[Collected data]
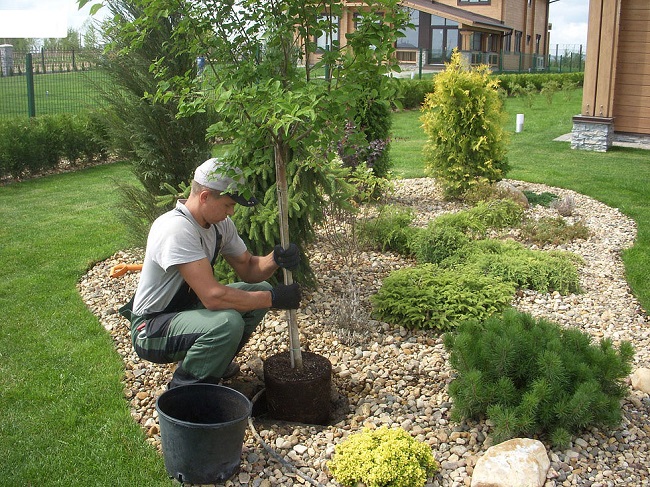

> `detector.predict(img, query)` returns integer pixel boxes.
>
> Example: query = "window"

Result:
[458,0,490,4]
[431,15,446,25]
[316,14,339,50]
[503,32,512,52]
[397,8,419,49]
[535,34,541,54]
[487,34,499,52]
[514,31,522,53]
[430,15,459,27]
[471,33,482,51]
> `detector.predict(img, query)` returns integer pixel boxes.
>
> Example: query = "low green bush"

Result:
[395,78,436,109]
[394,73,584,108]
[523,190,558,207]
[0,112,109,179]
[371,263,515,331]
[510,83,538,108]
[358,205,416,254]
[328,426,439,487]
[541,79,561,105]
[469,199,525,230]
[411,223,470,265]
[494,72,584,95]
[419,199,524,242]
[520,216,591,246]
[444,309,634,447]
[442,239,582,295]
[430,211,487,237]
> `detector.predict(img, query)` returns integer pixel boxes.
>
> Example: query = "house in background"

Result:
[312,0,553,71]
[571,0,650,151]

■ **REQUIRED WORK**:
The required output is every line of the data above, set down exactly and stripped of pictures.

■ **RESPONSE**:
> `detector.predict(img, query)` returns integer pixel boxes.
>
> Example: query = "window"

Result:
[458,0,490,4]
[431,15,446,25]
[316,14,339,50]
[503,32,512,52]
[397,8,419,49]
[535,34,541,54]
[487,34,499,52]
[514,31,522,53]
[430,15,459,27]
[471,33,482,51]
> `detector.predict(img, query)` returns integer pixel boxes.
>
> Example: query = "low green bush"

Result:
[395,78,436,109]
[394,73,584,108]
[523,190,558,207]
[0,112,109,179]
[371,263,515,331]
[510,83,538,108]
[358,205,416,254]
[328,426,439,487]
[541,79,561,105]
[469,199,525,230]
[411,223,470,265]
[494,72,584,95]
[419,199,524,242]
[520,216,591,246]
[444,309,634,447]
[442,239,582,295]
[430,211,487,237]
> `detector.predict(img, query)` returns integer pixel boxes.
>
> Example: query = "house in background"

Result:
[312,0,553,71]
[571,0,650,151]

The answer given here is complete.